* **REQUEST**
Print the complete set of entries exactly.

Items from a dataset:
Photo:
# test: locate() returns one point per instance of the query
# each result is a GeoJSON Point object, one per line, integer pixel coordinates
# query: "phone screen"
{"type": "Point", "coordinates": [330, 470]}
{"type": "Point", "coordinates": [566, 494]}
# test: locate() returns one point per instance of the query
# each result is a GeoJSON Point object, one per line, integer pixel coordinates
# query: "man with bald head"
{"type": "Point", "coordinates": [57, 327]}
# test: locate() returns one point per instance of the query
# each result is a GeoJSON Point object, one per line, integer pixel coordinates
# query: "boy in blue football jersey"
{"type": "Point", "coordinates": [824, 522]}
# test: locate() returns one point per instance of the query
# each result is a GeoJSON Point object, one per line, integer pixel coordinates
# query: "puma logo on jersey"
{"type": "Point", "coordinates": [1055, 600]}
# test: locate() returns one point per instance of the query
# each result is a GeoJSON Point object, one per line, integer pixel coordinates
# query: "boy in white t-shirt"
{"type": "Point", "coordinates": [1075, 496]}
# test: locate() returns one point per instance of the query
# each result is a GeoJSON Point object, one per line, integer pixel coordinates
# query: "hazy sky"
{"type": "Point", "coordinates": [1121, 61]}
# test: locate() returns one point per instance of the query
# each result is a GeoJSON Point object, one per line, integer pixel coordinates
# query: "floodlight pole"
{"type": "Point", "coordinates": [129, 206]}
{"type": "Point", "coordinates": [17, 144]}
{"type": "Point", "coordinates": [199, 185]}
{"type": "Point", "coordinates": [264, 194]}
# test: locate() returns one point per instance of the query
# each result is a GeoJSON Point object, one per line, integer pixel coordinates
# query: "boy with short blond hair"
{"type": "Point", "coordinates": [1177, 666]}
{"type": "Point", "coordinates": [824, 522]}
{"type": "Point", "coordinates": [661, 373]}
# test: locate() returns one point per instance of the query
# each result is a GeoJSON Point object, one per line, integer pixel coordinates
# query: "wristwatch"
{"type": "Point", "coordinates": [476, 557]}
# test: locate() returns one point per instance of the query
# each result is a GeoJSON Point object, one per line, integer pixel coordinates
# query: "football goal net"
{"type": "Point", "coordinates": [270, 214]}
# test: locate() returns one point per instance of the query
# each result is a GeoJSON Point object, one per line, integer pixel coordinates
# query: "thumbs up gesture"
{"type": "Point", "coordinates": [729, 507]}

* **CORRECT RESPONSE**
Photo:
# test: locate() returns one point per instance of the query
# each result is a GeoJSON Point object, one per line, integer pixel coordinates
# query: "phone screen"
{"type": "Point", "coordinates": [330, 470]}
{"type": "Point", "coordinates": [566, 494]}
# test: locate() returns one point per instance of the query
# each result is a GeoJSON Point object, one per line, integer pixel coordinates
# query: "man with bald head"
{"type": "Point", "coordinates": [57, 327]}
# test: locate() returns one point per instance of the query
# each result is a GeoJSON Point object, one per line, integer pixel coordinates
# query: "boy in blue football jersey"
{"type": "Point", "coordinates": [824, 522]}
# test: locate() returns one point per instance of the query
# each result is a GeoJSON Point object, one per line, integer pixel coordinates
# query: "puma logo on jersey"
{"type": "Point", "coordinates": [1055, 600]}
# test: locate() returns one point per instance of the query
# each result is a GeoJSON Point object, one per line, integer pixel coordinates
# query: "boy in white t-shirt"
{"type": "Point", "coordinates": [1075, 496]}
# test: locate() returns one point per instance of the query
# each result is a GeoJSON Point object, one per line, integer pixel coordinates
# query: "hazy sky"
{"type": "Point", "coordinates": [1121, 61]}
# test: locate() returns one point per instance of the query
# each result is a GeoJSON Point object, one per line, integer pixel coordinates
# query: "floodlight pole"
{"type": "Point", "coordinates": [129, 206]}
{"type": "Point", "coordinates": [17, 144]}
{"type": "Point", "coordinates": [199, 185]}
{"type": "Point", "coordinates": [264, 194]}
# test: locate() returns one point per instance of the query
# each result is a GeoJSON Point object, one per line, integer pixel coordinates
# query: "boy with short blond hair"
{"type": "Point", "coordinates": [1177, 666]}
{"type": "Point", "coordinates": [824, 522]}
{"type": "Point", "coordinates": [661, 373]}
# test: locate() returns one point per instance of the query
# each result is a GeoJSON Point object, one per line, integer pixel coordinates
# query: "wristwatch"
{"type": "Point", "coordinates": [476, 557]}
# test: locate() returns one point per instance of the query
# each result is a GeoJSON Point object, one per line, integer pixel coordinates
# query: "football goal net"
{"type": "Point", "coordinates": [270, 214]}
# test: locate() returns one point per instance of the query
# each result is a GeoJSON Point object, one per line, integer pixel coordinates
# query: "thumbs up gesture"
{"type": "Point", "coordinates": [729, 507]}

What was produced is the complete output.